─── Supplied information

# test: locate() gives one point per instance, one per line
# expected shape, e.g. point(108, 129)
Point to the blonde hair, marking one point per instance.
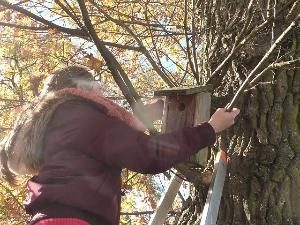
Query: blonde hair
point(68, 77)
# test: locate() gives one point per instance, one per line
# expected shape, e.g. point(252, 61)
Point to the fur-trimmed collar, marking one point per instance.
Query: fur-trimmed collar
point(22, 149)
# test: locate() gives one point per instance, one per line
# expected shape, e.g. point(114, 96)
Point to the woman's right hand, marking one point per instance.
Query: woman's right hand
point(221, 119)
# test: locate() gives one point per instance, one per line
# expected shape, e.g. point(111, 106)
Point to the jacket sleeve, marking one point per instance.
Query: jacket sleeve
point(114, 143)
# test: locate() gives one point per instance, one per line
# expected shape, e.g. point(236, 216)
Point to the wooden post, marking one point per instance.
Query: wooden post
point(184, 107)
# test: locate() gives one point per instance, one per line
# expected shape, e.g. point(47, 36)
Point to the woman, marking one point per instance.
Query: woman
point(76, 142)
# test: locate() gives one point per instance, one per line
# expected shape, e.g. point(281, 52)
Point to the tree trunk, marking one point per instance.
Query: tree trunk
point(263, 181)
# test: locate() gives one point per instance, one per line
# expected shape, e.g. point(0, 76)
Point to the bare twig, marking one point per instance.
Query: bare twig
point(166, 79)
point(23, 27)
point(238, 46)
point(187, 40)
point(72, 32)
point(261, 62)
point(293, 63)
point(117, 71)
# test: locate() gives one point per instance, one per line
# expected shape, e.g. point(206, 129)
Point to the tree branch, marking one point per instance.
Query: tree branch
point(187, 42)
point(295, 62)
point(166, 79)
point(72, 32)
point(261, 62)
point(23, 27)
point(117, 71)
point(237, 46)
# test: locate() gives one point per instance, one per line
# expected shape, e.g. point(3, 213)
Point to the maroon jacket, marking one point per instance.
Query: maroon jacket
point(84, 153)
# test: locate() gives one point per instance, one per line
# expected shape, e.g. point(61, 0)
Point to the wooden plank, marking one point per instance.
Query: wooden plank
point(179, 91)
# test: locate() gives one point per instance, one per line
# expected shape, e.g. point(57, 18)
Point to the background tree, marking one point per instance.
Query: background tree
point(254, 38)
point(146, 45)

──────

__Request__. Copy the entries from the beginning through the line containing "point(263, 181)", keeping every line, and shift each answer point by adding 70 to both of its coordinates while leaving the sample points in the comment lines unchanged. Leave the pictures out.

__Reply__.
# test: locate() gives one point per instance, one per line
# expected shape, e.g. point(108, 129)
Point to the blonde hair, marking one point per instance.
Query: blonde hair
point(138, 147)
# test: locate() gives one point per instance, one per line
# expected shape, e.g. point(252, 61)
Point to the fur-trimmed collar, marking one point per instance.
Query: fur-trimmed collar
point(92, 219)
# test: locate() gives one point per instance, one per line
# expected shape, e.g. point(114, 96)
Point to the woman's right hand, marking one point per instance.
Query: woman's right hand
point(291, 189)
# test: locate() gives one point per instance, one per line
# expected shape, e.g. point(111, 106)
Point to the jacket sleeve, marking one point per instance.
Query: jacket sleeve
point(184, 213)
# test: locate() gives one point per instance, one per line
# expected shape, e.g. point(236, 216)
Point to the wooden post, marking one point per instance.
Query: wooden post
point(254, 177)
# test: locate() gives one point per instance, one per line
# expected shape, e.g. point(47, 36)
Point to the woman, marking one point per instance.
Query: woman
point(146, 212)
# test: locate() gives one point per instance, one per line
# expected shape, e.g. point(281, 52)
Point to the tree trunk, marking one point per instance.
Query: tree trunk
point(333, 251)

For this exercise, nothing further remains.